### Instruction a
Collect every line from the rows that contains the word "stone". Case counts.

### Supplied passage
Hello
I have made a content type. This content type has a file field through CCK. I made many nodes and uploaded pdf files in the nodes. I have installed Apache Solr Search Integration module. I have downloaded Solr from http://www.apache.org/dyn/closer.cgi/lucene/solr/ and unzipped this on c:/solr i placed schema.xml from module file to c:/solr/example/conf/ directory. Then i run Command Prompt . I go to the c:/solr/example directory and run the command java -jar start.jar . Then i opened the URL http://localhost:8983/solr/admin/ . This URL is also working . Then i run the cron. Then i try to search from the pdf files , but it is not searching. Please guide me. Will i have to do something in http://localhost/drupal/?q=admin/settings/apachesolr page or http://localhost/drupal/?q=admin/settings/apachesolr/attachments ?

Currently
http://localhost/drupal/?q=admin/settings/apachesolr page has
Solr host name:localhost
Solr port: 8983
Solr path: /solr

and
http://localhost/drupal/?q=admin/settings/apachesolr/attachments page has
PDF Helper: /usr/local/bin/pdftotext "%file%" -
Text Helper: /bin/cat "%file%"

(Lines of data)
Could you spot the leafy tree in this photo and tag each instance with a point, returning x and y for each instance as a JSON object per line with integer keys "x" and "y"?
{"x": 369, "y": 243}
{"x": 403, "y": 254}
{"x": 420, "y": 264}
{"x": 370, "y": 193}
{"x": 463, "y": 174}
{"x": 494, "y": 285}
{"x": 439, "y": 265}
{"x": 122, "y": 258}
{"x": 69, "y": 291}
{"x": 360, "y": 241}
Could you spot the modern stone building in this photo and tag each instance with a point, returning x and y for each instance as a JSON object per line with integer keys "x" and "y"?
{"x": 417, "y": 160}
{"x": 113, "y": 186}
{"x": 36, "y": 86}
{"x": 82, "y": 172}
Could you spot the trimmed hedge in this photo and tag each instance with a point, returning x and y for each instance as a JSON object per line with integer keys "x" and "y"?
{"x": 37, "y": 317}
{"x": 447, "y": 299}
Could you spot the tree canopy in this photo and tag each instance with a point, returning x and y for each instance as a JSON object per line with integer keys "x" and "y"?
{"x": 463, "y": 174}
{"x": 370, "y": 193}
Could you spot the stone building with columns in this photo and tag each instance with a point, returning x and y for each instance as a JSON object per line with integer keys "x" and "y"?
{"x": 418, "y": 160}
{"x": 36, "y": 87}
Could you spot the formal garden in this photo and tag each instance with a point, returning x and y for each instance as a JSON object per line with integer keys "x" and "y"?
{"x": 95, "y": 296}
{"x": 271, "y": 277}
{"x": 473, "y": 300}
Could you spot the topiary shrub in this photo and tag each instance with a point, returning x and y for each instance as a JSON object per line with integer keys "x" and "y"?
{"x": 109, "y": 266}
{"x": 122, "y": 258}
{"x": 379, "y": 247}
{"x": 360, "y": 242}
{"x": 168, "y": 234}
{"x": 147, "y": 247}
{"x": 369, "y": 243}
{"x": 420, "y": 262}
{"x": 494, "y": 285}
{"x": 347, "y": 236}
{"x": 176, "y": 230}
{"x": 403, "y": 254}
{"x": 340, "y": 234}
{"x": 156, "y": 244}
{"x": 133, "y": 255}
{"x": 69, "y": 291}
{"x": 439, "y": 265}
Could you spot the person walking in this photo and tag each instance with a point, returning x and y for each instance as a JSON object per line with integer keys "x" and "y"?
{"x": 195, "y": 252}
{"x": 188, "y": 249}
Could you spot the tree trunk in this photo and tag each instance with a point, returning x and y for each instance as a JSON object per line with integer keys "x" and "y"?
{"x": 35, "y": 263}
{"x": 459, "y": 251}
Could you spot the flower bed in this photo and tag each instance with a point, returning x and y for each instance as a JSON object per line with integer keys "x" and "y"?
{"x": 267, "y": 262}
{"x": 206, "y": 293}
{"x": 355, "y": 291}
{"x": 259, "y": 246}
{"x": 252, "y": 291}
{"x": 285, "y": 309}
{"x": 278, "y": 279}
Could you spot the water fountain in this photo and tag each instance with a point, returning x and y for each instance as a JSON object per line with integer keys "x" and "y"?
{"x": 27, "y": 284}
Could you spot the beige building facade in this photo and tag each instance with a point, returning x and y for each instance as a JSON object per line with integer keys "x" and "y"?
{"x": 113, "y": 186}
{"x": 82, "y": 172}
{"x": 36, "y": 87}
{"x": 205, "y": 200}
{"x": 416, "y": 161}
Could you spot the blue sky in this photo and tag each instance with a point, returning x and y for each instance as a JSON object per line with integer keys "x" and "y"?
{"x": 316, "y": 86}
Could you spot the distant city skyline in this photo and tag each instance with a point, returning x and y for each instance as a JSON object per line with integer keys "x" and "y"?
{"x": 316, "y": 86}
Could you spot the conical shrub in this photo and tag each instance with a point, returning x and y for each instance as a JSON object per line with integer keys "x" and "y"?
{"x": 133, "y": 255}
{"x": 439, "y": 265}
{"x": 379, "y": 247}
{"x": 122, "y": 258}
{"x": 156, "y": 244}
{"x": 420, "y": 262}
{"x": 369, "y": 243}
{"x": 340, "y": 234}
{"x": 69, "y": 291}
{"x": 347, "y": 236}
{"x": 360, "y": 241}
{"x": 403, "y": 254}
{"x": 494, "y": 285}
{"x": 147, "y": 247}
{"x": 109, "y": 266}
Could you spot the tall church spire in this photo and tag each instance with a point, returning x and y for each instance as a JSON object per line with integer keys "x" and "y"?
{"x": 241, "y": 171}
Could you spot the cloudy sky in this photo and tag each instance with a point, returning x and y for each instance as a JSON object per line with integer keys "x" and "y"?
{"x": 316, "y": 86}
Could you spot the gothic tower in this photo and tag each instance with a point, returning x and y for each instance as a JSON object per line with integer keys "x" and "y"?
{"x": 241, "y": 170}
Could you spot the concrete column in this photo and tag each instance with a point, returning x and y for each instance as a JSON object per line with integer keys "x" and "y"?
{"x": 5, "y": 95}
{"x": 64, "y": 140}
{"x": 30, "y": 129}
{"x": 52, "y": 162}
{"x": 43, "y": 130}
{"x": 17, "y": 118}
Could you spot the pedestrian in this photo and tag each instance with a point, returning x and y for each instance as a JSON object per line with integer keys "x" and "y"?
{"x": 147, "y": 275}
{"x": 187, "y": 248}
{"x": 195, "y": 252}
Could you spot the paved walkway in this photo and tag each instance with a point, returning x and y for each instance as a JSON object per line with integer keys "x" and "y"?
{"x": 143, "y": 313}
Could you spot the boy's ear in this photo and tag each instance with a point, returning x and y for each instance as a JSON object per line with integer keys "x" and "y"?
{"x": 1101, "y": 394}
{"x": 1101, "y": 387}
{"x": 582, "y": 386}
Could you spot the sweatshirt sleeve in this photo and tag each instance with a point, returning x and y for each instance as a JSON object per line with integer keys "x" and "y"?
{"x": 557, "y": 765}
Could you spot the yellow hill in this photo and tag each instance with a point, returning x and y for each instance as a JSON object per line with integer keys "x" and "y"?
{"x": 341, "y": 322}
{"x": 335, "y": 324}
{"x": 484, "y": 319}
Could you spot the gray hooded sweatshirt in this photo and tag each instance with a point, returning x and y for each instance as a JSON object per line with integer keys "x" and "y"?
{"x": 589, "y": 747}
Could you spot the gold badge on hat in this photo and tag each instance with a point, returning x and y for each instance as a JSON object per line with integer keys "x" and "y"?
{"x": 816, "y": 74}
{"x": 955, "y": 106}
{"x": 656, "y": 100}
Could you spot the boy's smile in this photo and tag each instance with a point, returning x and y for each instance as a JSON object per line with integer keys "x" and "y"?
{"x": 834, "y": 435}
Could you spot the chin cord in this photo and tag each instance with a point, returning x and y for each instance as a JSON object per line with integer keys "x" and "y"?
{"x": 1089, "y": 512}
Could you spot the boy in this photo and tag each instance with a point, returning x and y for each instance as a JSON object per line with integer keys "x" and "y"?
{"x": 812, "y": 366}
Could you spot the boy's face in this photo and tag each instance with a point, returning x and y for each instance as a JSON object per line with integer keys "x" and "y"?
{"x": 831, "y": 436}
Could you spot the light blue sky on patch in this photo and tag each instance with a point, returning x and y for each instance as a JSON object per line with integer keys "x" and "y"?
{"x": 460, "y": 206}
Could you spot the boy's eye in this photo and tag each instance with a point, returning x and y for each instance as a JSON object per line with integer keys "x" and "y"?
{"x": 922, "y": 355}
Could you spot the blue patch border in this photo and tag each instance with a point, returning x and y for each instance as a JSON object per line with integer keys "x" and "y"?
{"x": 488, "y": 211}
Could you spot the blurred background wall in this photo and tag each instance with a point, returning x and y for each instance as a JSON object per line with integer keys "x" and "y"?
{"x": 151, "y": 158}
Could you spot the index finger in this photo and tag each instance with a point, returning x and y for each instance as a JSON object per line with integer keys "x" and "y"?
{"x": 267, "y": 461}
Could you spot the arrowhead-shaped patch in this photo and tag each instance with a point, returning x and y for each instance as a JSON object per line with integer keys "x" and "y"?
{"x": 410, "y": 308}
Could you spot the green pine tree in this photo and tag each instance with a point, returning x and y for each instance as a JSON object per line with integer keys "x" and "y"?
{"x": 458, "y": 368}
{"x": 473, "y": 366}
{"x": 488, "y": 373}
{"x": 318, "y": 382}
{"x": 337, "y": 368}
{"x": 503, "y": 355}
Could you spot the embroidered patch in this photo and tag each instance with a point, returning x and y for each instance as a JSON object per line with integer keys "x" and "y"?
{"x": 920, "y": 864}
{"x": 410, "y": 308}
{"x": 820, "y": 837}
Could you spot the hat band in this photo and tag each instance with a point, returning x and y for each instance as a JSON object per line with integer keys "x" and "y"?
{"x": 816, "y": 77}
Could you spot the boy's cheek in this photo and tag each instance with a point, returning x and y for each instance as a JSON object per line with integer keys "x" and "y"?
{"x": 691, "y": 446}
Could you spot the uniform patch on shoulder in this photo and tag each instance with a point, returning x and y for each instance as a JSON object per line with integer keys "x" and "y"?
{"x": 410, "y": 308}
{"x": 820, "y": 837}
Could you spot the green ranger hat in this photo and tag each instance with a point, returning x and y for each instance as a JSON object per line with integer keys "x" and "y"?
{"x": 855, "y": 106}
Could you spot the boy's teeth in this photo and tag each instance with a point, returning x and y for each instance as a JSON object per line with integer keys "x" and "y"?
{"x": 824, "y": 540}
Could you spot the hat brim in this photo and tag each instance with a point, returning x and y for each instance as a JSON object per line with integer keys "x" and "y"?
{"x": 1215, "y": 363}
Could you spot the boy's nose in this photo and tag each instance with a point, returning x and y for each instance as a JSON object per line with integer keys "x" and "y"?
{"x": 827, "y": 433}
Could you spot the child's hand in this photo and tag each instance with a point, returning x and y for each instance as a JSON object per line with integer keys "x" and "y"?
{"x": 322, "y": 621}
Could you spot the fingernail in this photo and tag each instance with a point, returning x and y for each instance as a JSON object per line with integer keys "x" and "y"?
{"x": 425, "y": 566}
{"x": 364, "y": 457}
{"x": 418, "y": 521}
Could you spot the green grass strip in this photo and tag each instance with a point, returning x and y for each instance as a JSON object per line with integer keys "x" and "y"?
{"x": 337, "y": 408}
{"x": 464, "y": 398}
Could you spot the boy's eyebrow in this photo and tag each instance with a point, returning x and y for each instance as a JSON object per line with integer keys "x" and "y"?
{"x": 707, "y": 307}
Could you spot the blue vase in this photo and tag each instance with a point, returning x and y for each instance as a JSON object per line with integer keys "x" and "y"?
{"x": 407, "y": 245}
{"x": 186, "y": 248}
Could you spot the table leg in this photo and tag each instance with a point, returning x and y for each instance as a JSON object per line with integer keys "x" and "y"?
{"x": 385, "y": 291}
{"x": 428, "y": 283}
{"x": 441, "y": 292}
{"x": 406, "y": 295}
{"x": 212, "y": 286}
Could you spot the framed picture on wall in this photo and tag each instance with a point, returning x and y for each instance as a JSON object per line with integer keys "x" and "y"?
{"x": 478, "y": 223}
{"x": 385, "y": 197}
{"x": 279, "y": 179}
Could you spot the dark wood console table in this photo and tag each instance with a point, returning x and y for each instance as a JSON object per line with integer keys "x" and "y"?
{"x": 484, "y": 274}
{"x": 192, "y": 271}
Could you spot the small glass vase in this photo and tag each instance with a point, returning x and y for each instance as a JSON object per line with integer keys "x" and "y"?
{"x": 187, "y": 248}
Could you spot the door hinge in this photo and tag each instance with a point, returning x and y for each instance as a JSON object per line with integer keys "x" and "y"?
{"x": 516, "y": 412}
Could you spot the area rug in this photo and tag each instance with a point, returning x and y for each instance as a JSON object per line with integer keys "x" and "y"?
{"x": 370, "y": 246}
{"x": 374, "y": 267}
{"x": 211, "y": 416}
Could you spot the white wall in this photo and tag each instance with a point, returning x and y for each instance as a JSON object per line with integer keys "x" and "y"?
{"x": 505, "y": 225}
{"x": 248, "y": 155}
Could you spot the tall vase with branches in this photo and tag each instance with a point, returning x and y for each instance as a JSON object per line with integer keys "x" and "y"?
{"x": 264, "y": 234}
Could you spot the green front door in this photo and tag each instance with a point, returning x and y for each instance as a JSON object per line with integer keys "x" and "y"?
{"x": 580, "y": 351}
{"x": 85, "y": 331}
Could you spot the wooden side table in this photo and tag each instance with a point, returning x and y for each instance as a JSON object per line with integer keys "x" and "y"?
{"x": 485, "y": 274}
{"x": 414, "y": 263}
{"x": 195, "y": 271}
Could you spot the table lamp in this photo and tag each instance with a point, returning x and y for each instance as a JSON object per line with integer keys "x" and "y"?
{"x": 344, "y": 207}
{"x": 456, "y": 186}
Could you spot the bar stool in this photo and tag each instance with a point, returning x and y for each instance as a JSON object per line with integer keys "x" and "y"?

### Instruction b
Carry on the forum post about Apache Solr not searching uploaded PDF files in Drupal, picking up after its last line.

### Final result a
Could you spot the modern stone building in this photo and tag each instance with a point, returning x and y for each instance as a JSON object per line with integer keys "x" and "y"?
Could you spot the stone building with columns in this photo and tag each instance with a point, returning x and y for each instance as a JSON object per line with integer keys "x" and "y"?

### Final result b
Comments

peterzoe’s picture

could you test the same with a .pdf attachment using the upload module? I have a feeling that cck filefield files are not being picked up. however, classic attachments are being picked up, indexed and searched (on my implementation at least)....
cheers, Peter.

febbraro’s picture

Title: PDF Serach is not working » PDF Search is not working

The problem is that you are specifying a Linux/Unix path for a PDF to Text converter in a Windows environment. You need to specify a windows command line executable that can extract the text from a PDF document to stdout.

dipen chaudhary’s picture

#2 nice catch :)

Should this be closed then?

JacobSingh’s picture

Status: Active » Closed (fixed)